▶ Task details
Which lines in the entries below contain the word "summit"? Extract each of those lines in full.

▶ Record excerpts
------------------------------------------------------------

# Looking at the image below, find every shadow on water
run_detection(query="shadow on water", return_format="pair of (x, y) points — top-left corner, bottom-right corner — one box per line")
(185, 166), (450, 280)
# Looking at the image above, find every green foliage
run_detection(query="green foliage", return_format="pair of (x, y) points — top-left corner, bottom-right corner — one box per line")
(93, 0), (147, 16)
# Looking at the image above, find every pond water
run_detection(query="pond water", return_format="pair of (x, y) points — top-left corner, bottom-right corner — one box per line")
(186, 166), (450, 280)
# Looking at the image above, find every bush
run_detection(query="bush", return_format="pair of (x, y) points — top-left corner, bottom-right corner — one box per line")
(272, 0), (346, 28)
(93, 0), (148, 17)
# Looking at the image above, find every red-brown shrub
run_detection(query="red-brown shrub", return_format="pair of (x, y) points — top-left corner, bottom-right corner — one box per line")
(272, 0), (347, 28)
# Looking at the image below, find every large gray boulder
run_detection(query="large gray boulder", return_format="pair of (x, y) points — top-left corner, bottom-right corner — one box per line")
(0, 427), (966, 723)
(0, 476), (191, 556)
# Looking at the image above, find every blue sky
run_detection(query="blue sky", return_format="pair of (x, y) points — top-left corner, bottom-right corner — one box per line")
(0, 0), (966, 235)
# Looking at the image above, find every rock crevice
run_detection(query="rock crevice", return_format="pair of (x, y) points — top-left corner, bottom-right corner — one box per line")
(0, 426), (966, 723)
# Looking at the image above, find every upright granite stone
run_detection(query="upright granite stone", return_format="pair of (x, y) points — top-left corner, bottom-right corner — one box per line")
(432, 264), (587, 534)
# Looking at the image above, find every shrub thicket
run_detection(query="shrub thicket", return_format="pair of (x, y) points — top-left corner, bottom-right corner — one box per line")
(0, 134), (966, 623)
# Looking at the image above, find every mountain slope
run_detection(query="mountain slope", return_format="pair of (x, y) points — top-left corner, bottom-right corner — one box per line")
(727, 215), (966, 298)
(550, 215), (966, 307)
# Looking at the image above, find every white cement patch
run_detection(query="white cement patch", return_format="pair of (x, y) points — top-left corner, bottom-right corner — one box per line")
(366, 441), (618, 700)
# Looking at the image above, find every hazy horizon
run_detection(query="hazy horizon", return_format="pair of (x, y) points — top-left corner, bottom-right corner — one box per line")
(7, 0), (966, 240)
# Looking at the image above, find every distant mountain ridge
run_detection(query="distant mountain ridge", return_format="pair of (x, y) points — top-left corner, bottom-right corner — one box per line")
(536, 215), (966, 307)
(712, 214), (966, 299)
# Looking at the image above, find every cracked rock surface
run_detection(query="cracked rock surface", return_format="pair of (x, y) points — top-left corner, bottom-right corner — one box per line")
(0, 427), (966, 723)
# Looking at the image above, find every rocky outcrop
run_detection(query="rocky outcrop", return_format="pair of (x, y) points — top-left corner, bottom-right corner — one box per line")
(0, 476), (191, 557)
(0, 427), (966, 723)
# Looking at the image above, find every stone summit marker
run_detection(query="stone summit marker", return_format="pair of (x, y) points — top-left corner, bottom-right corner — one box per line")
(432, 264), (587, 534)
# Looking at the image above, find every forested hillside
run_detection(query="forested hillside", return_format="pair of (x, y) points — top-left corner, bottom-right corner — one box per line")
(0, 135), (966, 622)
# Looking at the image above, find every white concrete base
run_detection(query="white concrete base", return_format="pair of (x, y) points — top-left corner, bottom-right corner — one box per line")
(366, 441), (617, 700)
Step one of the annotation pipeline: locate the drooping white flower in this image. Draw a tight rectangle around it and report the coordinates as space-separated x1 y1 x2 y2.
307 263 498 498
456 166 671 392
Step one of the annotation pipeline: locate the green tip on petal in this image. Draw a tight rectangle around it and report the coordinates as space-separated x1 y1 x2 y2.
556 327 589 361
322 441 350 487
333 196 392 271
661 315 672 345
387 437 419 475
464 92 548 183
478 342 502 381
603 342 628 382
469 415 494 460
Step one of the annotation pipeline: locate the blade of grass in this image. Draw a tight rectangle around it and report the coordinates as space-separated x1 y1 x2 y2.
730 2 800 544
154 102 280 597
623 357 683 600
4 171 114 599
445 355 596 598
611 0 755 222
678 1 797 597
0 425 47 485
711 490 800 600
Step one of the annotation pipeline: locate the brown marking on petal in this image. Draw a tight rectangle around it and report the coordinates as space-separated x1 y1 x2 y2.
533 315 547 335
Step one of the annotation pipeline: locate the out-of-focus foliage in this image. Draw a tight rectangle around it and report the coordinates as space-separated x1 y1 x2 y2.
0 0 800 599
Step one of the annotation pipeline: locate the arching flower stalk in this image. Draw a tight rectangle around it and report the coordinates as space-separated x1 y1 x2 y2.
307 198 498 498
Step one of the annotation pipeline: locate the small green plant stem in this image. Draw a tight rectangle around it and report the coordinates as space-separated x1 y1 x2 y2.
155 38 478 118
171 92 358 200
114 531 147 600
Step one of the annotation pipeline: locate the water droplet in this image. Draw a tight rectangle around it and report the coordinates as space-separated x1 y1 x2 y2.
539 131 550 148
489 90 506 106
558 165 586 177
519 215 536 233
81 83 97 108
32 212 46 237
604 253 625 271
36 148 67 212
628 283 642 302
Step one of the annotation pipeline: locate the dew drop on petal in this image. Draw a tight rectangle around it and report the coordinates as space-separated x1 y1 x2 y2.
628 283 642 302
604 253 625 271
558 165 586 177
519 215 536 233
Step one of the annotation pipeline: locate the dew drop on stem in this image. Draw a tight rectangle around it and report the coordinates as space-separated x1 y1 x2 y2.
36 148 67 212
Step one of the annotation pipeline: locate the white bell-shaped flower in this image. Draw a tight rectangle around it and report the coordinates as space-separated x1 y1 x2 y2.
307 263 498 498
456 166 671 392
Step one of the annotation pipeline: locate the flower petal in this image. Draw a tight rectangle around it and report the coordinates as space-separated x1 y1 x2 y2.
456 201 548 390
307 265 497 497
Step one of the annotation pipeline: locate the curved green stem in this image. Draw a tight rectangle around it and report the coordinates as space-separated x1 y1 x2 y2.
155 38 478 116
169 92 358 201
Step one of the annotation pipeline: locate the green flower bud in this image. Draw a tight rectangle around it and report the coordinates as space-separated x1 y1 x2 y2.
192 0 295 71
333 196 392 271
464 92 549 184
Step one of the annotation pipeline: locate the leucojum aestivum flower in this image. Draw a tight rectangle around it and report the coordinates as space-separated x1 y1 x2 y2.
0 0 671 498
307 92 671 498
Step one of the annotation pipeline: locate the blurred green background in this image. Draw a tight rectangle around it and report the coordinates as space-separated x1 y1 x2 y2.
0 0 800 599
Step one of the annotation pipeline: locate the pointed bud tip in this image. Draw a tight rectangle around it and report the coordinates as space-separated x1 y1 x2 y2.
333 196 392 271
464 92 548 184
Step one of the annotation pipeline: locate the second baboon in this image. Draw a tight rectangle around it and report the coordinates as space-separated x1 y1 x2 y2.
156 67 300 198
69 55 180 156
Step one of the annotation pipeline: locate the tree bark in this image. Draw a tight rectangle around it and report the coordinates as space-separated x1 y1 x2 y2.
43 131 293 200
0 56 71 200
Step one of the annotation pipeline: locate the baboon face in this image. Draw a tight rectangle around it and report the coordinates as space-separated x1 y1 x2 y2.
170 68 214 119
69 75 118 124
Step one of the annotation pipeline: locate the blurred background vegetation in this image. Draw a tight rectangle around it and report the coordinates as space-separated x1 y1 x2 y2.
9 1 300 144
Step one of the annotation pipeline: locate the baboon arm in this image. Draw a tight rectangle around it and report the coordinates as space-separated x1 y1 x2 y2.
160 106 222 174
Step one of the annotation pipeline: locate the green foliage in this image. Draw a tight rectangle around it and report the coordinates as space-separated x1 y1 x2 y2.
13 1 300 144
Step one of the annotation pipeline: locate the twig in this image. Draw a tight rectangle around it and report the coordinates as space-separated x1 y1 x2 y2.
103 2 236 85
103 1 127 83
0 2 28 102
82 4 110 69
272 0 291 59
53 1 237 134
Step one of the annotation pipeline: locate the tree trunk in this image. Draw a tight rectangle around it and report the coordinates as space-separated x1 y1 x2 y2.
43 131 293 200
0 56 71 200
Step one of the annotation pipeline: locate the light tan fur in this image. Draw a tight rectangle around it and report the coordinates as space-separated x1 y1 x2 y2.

------------------------------------------------------------

▶ The solution
# Looking at the image above, find every stone summit marker
run_detection(query="stone summit marker", return_format="pair of (x, y) points — top-left corner, bottom-right corner — one box per line")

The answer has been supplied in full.